A variant of try that takes a Prism (or any Getter) to select which exceptions are caught (c.f. tryJust, catchJust). If the Exception does not match the predicate, it is re-thrown.

 trying :: MonadCatchIO m => Prism'     SomeException a -> m r -> m (Either a r)
 trying :: MonadCatchIO m => Lens'      SomeException a -> m r -> m (Either a r)
 trying :: MonadCatchIO m => Traversal' SomeException a -> m r -> m (Either a r)
 trying :: MonadCatchIO m => Iso'       SomeException a -> m r -> m (Either a r)
 trying :: MonadCatchIO m => Getter     SomeException a -> m r -> m (Either a r)
 trying :: MonadCatchIO m => Fold       SomeException a -> m r -> m (Either a r)

Throw an Exception described by a Prism. Exceptions may be thrown from purely functional code, but may only be caught within the IO Monad.

## Collected material

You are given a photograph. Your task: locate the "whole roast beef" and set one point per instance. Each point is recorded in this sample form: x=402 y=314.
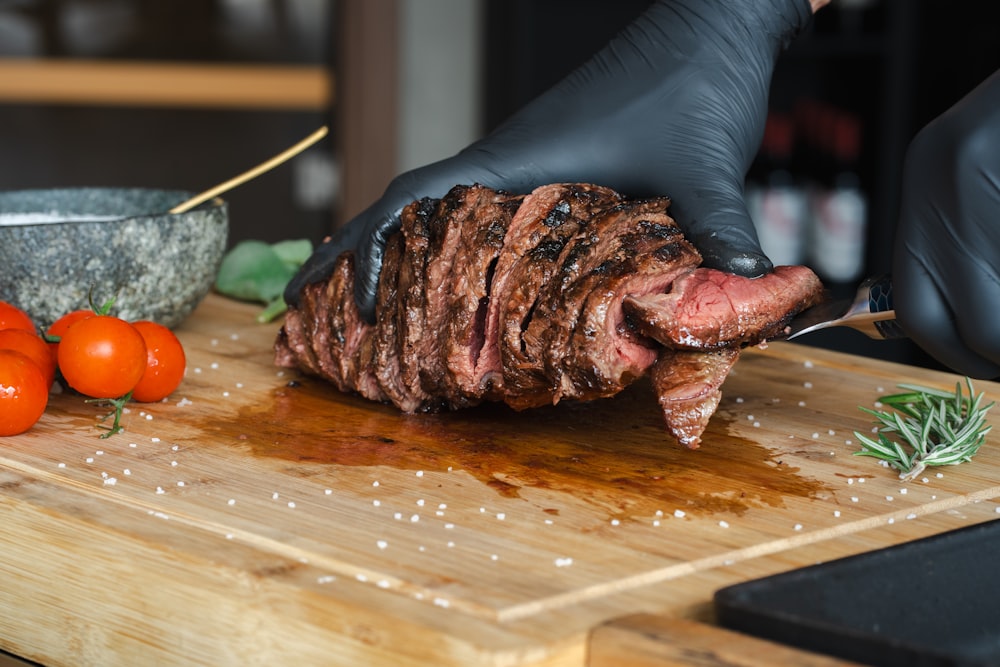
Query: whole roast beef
x=569 y=292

## Written instruction
Return the stretch of the lens documentation from "trying :: MonadCatchIO m => Traversal'" through "the IO Monad.". The listing has nothing to do with the lens documentation.

## Correct output
trying :: MonadCatchIO m => Traversal' SomeException a -> m r -> m (Either a r)
 trying :: MonadCatchIO m => Iso'       SomeException a -> m r -> m (Either a r)
 trying :: MonadCatchIO m => Getter     SomeException a -> m r -> m (Either a r)
 trying :: MonadCatchIO m => Fold       SomeException a -> m r -> m (Either a r)

Throw an Exception described by a Prism. Exceptions may be thrown from purely functional code, but may only be caught within the IO Monad.